In the entries below, find the line with "the dock railing" and the line with "Phrase: harbor water". Return those two lines and all lines between them, exactly.

(Referring expression pointing data)
---
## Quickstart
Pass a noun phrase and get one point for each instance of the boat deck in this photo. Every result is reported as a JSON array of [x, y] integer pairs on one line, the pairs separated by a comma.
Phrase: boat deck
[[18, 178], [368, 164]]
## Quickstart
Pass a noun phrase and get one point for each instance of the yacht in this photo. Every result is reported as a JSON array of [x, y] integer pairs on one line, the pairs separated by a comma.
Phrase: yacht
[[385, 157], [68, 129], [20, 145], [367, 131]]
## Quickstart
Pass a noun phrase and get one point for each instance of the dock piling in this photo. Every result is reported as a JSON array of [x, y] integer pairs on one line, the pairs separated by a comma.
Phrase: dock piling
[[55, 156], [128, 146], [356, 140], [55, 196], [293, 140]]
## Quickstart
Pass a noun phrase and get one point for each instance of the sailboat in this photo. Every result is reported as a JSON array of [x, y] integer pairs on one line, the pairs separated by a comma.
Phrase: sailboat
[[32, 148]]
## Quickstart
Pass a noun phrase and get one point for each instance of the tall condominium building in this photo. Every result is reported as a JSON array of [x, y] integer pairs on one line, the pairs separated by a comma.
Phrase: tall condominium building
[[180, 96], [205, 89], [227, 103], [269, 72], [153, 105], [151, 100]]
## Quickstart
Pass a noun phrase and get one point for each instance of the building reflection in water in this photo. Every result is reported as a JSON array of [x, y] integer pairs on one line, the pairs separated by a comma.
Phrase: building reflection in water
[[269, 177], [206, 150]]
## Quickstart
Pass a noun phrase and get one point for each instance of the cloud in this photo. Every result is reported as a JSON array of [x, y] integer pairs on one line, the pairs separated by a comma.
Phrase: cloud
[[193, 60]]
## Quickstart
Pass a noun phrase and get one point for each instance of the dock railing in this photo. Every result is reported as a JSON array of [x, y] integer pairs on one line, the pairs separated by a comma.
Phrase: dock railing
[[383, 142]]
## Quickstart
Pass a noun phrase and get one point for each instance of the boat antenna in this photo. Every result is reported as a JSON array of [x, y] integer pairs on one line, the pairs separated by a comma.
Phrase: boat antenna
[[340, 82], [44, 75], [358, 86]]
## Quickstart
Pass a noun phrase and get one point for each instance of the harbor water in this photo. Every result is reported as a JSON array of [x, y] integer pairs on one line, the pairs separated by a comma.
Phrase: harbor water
---
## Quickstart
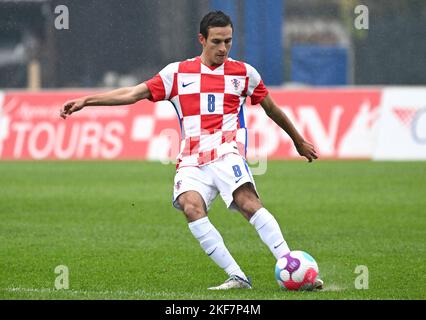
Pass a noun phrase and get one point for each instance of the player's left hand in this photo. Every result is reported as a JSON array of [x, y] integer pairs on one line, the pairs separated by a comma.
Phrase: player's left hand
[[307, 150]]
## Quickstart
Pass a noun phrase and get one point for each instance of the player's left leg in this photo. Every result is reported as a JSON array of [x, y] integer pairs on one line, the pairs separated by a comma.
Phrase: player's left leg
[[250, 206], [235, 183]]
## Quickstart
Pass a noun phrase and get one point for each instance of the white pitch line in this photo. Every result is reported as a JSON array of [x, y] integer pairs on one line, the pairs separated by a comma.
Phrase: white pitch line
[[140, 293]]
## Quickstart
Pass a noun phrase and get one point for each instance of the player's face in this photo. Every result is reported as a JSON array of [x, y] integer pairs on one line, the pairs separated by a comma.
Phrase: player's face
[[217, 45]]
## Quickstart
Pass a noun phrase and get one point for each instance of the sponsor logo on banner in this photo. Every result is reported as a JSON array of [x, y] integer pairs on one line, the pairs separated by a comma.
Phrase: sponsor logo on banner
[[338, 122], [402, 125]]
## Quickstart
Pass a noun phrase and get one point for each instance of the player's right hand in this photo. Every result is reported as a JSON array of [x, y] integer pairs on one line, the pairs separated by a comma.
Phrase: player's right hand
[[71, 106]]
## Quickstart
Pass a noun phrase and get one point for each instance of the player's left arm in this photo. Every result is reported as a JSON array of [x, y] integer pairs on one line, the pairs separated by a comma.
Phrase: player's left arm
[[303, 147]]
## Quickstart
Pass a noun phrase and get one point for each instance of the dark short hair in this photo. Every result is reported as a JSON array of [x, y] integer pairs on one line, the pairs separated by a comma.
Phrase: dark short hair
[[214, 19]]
---
YOUR RESPONSE:
Pass a noun phrase and get one point for each instance of the dock railing in this photo. Every result is reported as a JSON array of [x, y] integer pairs on one line, the pairs separated by a comma.
Phrase: dock railing
[[383, 142]]
## Quickstart
Pass a noun phrase and get one point for each instance of the boat antenna in this photo. Every result is reported as a JSON array of [x, y] integer pairs on one line, the pairs separated by a comma.
Phrase: boat antenna
[[340, 82], [44, 75], [358, 86]]
## Quickstart
Pass a noun phrase and get one point for each instance of the harbor water in this photo. Every result is reported as a JSON array of [x, y] integer pairs on one line, the pairs separated by a comma.
Phrase: harbor water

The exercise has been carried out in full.